→ Set problem:
Answer these questions from the speech on defence:
1. By what percentage was spending on counter-drone systems cut in the last year of the previous Government?
2. How many years does it take nuclear welders to train and gain the needed experience?
3. How many days at sea are submariners spending on Vanguard?

── Page

I am astonished at the brass neck of shadow Ministers in criticising our readiness, when it was their Government who slashed £12 billion from defence in their first term, and continued that trend throughout their sorry record of 14 years, including by slashing spending on counter-drone systems by 70% in their last year in office.

Few MPs will feel the cost to their communities of the chaos and choices made by the Conservative and Liberal Democrat coalition as keenly as I do in Barrow and Furness. The Opposition Benches are filled with those who were responsible for wreaking carnage on the communities I grew up in. The price of the coalition was to delay the nuclear deterrent; the cost to my community was economic devastation, with 10,000 families where the main breadwinner was out of work, 10,000 skilled workers losing their livelihood, and an industry that is struggling to recover to this day.

It takes nuclear welders 15 years to train and achieve the level of experience that we need to build those boats, but the coalition Government threw that away like a spoiled child with a toy, who expects it to be there when they want to come back to it. Critics at the time said that delaying the replacement for Trident would cost the taxpayer more in the long run as it risked losing skills, and increase the costs of repairing existing Vanguard submarines, which would have to last for longer. MPs at the time said that they did not think the delay would happen, because that would be the “maddest” decision to take—and yet they did it. Those critics forgot to mention the impact on our incredible submariners, who are spending over 200 days at sea on Vanguard, as we stretch that capability beyond its limit. Had it not been for the recklessness of the coalition Government, Dreadnought would be in service now.

After 14 years of hollowing out our defence capabilities, Conservative Members have the nerve to come here today and attempt to blame this Government—a Government who have increased defence spending to its highest sustainable level since the cold war, and who are investing in our armed forces to give them the largest pay rise in two decades and the homes they deserve in order to turn around the recruitment crisis that we inherited from the Tories. This Labour Government are once again cleaning up the mess left behind by those on the Opposition Benches. We do not get to decide when other countries attack, and we can never predict instability around the world. We can, however, predict that history always repeats itself. We can never take peace for granted, but this Labour Government are delivering on defence where the Conservatives failed.

────
── Data rows

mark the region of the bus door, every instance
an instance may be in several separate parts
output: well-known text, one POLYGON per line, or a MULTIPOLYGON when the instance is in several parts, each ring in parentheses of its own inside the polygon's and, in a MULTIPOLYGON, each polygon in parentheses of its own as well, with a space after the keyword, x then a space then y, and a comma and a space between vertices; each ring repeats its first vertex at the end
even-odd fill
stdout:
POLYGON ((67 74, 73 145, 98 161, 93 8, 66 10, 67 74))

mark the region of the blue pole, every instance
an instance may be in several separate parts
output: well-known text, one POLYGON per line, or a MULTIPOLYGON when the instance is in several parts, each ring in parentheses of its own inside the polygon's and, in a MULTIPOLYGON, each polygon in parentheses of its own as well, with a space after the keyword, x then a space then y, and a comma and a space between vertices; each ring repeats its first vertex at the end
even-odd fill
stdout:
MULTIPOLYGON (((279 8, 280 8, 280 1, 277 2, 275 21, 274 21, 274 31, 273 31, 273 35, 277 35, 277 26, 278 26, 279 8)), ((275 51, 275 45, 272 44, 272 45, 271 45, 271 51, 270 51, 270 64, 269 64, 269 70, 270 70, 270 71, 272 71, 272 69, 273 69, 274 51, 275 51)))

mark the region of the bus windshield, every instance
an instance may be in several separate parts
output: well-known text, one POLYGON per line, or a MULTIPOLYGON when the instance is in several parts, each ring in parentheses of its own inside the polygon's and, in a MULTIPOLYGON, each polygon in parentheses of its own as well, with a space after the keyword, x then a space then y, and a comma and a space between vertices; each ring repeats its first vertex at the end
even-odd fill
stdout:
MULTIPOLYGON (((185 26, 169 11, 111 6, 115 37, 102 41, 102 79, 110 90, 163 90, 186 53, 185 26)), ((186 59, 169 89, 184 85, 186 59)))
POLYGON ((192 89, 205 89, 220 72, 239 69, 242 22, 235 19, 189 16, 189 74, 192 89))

────

→ Solved problem:
1. 70%
2. 15 years
3. Over 200 days